━━ SOURCE EXTRACT ━━
Users guide for code EnLink:

Introduction


EnLink is a density based hierarchical group finder for multidimensional data sets.  Given a data file it first calculates the densities and neighbor-list of the data points and subsequently performs the clustering analysis.  The novel feature of the code is the use of Shannon entropy based scheme to compute an adaptive metric for each data point. This is the best option to use when no prior information is available about the dimensions of the data. However, in some situations where the underlying metric does not vary much in space and one has a reasonable guess about the metric; one can  use a custom constant metric e.g. Euclidean. The estimated densities might be slightly less prone to noise in such cases.

If distance is defined by the following function  ds2=dxT G dx,   by metric we mean  sqrt(gij) .
━━━
━━ DATA PROVIDED ━━
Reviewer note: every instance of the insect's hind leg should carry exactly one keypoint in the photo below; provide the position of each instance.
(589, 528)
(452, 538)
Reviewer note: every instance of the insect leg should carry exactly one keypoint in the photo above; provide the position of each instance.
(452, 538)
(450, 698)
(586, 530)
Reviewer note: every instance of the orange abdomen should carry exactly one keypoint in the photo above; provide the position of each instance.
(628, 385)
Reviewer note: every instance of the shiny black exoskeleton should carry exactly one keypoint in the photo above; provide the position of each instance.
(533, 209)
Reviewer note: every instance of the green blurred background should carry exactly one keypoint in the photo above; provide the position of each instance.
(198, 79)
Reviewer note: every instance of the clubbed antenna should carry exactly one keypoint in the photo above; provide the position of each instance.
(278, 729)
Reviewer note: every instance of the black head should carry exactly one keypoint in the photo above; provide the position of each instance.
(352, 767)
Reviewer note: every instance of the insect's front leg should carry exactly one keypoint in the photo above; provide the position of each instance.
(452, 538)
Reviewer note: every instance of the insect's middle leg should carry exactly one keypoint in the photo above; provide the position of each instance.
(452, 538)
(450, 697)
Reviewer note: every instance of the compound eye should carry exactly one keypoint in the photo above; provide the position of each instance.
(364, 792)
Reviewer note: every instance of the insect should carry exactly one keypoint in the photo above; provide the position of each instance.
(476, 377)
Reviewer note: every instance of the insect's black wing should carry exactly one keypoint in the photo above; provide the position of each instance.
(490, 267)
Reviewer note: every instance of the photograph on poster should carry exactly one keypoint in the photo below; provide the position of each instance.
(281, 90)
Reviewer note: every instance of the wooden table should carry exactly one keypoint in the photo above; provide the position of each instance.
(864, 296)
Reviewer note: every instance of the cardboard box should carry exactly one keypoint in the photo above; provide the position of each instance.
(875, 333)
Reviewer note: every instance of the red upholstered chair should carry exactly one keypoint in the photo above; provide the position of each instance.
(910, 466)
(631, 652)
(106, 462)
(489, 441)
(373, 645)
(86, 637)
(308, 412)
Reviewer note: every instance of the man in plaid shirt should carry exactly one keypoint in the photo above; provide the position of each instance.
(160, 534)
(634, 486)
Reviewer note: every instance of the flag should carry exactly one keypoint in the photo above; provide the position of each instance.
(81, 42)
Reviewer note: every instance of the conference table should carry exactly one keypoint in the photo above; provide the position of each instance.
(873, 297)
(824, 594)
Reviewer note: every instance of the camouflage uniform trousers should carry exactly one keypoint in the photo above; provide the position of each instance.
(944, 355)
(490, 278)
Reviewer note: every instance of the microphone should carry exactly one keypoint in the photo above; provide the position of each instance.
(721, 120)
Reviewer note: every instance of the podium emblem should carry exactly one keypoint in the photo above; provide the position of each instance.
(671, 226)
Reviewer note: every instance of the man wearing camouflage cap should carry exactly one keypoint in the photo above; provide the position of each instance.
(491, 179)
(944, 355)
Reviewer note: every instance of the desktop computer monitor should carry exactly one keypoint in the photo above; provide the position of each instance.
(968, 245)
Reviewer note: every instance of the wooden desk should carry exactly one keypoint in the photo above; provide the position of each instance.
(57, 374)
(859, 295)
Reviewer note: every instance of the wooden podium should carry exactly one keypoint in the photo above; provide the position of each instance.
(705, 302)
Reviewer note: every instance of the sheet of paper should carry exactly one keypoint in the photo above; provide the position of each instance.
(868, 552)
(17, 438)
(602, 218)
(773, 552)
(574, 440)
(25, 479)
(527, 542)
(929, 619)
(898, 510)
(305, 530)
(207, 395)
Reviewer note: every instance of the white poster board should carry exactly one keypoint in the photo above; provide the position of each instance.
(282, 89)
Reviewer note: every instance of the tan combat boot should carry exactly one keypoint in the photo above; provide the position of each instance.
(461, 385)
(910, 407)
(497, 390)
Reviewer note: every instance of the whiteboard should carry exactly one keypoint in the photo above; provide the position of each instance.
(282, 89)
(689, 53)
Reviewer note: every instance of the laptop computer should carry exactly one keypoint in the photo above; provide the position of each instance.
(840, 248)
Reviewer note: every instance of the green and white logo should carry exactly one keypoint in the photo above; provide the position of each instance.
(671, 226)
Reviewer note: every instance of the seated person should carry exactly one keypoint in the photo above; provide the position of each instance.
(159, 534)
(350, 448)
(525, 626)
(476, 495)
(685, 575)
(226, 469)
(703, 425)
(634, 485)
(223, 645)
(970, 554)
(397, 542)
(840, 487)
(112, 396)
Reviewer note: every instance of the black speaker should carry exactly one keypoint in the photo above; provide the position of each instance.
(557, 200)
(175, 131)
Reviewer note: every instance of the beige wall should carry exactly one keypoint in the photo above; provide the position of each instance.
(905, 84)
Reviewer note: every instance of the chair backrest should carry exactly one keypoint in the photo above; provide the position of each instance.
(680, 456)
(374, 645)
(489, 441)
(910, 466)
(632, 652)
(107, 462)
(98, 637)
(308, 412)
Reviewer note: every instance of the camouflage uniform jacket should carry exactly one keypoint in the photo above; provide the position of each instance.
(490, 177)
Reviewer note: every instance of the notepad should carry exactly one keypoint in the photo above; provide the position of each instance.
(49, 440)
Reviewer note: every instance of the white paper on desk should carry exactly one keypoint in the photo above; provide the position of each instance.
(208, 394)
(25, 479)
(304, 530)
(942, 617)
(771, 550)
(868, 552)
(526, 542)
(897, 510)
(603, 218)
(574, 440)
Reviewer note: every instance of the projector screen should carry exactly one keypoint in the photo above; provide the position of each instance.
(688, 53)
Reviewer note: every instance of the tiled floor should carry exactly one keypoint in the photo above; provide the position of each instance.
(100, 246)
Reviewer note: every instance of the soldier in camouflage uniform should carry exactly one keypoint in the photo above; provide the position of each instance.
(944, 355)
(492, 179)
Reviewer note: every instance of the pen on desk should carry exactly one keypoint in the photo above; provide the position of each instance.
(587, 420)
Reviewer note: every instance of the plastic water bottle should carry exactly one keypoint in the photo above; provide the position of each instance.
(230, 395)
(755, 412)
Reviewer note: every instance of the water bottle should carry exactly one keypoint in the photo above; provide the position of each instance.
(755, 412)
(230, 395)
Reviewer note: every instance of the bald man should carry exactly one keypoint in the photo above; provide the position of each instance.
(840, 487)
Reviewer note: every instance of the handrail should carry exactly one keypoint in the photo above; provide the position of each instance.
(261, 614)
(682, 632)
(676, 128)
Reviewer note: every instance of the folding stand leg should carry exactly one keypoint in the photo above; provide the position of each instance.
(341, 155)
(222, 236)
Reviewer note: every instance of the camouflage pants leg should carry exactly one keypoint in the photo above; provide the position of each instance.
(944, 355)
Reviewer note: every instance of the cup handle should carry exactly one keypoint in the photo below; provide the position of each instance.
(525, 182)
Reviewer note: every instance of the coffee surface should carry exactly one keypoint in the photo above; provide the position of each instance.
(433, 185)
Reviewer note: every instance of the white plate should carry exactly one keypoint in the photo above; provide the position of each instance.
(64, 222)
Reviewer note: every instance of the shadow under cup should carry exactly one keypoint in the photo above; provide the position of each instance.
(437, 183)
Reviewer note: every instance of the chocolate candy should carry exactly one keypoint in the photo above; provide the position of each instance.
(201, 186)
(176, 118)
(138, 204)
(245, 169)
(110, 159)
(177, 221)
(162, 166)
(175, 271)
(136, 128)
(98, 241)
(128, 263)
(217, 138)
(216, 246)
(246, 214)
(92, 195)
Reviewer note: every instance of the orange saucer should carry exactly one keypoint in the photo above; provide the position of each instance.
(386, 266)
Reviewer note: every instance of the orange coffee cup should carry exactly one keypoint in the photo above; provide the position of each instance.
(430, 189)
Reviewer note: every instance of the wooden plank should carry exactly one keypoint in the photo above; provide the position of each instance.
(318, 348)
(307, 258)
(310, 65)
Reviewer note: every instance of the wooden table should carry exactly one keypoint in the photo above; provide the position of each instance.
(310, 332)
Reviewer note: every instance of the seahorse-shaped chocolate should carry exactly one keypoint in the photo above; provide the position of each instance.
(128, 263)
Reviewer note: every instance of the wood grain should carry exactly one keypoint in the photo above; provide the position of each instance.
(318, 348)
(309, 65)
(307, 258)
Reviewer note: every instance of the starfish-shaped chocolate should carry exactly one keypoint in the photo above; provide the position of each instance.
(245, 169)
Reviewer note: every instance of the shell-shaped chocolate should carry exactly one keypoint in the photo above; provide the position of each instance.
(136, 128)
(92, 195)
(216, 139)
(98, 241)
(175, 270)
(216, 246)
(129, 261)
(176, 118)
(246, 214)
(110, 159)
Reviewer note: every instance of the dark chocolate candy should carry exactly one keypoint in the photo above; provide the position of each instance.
━━━
DIRECTION> From the EnLink user guide, copy out the passage word for word, beginning with the words "EnLink is a" and stopping after the words "in such cases.".

SOLUTION BELOW>
EnLink is a density based hierarchical group finder for multidimensional data sets.  Given a data file it first calculates the densities and neighbor-list of the data points and subsequently performs the clustering analysis.  The novel feature of the code is the use of Shannon entropy based scheme to compute an adaptive metric for each data point. This is the best option to use when no prior information is available about the dimensions of the data. However, in some situations where the underlying metric does not vary much in space and one has a reasonable guess about the metric; one can  use a custom constant metric e.g. Euclidean. The estimated densities might be slightly less prone to noise in such cases.